§ **Selected passage**:

Earlier on, we introduced the standard basis vectors, and we considered how we could conceptualize of any vector being a linear combination of these vectors. While the standard basis vectors often make life easy by being really simple vectors, it can sometimes be helpful to work in a basis other than the standard basis. We will see one particularly important example of why change of basis is useful later on in Chapter 6.

What Change of Basis Does

We’ve already covered that we can write any vector \(\vec v\) as a linear combination of the basis vectors for the dimension of \(\vec v\). For example, if we consider the case \(\vec v \in \R^2\) (i.e., \(\vec v\) is a vector with two components), we know we can write \(\vec v\) as some combination of \(\transp{[1,0]}\) and \(\transp{[0,1]}\).

There is, however, nothing special about \(\transp{[1,0]}\) and \(\transp{[0,1]}\); \(\vec v\) can be expressed by a linear combination of any two linearly independent vectors in \(\R^2\) (as we know that any two linearly independent vectors in \(\R^2\) span \(\R^2\)).

Example

Consider the two linearly independent vectors \(\vec b_1 = \transp{[1, 2]}\) and \(\vec b_2 = \transp{[3, 1]}\). Let \(B\) be the basis with \(\vec b_1\) as its first coordinate and \(\vec b_2\) as its second coordinate. If we have a vector \(\vec v = \transp{[7,4]}\) with respect to the standard basis (i.e., the “normal” basis we’ve been using this whole time), we could represent in our new basis \(B\) as \(\transp{[1,2]}\).

We can verify this is correct as follows:

\[1\begin{bmatrix} 1 \\ 2 \end{bmatrix} + 2\begin{bmatrix} 3 \\ 1 \end{bmatrix} = \begin{bmatrix} 7 \\ 4 \end{bmatrix} = \vec v\]

Just like when we used the standard basis vectors, the first coordinate of our vector \(\transp{[1,2]}\) multiplied the first basis vector, and the second coordinate multiplied the second basis vector.

§ **Data section**:
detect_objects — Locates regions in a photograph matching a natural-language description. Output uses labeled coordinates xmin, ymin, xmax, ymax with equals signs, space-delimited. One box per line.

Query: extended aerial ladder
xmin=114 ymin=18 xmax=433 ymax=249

§ **Task**: Resume the change-of-basis passage after its last sentence. The listing has no connection to the text on change of basis.

§ **Response for this exercise**:
Definition

We’ll use the notation:

\[[\vec v]_B = \begin{bmatrix} 1 \\ 2 \end{bmatrix}\]

to mean “the vector \(\vec v\) is equal to \(\transp{[1,2]}\) with respect to basis \(B\).”

Hopefully, this makes it clear that the change of basis isn’t really changing the vector in question; rather, it’s just giving us a new way to interpret the coordinates of the vector. An analog from another area of math would be converting between Cartesian/rectangular coordinates and polar coordinates. The points being talked about aren’t changing, but it can be much easier to do certain kinds of problems in polar coordinates as compared to rectangular coordinates.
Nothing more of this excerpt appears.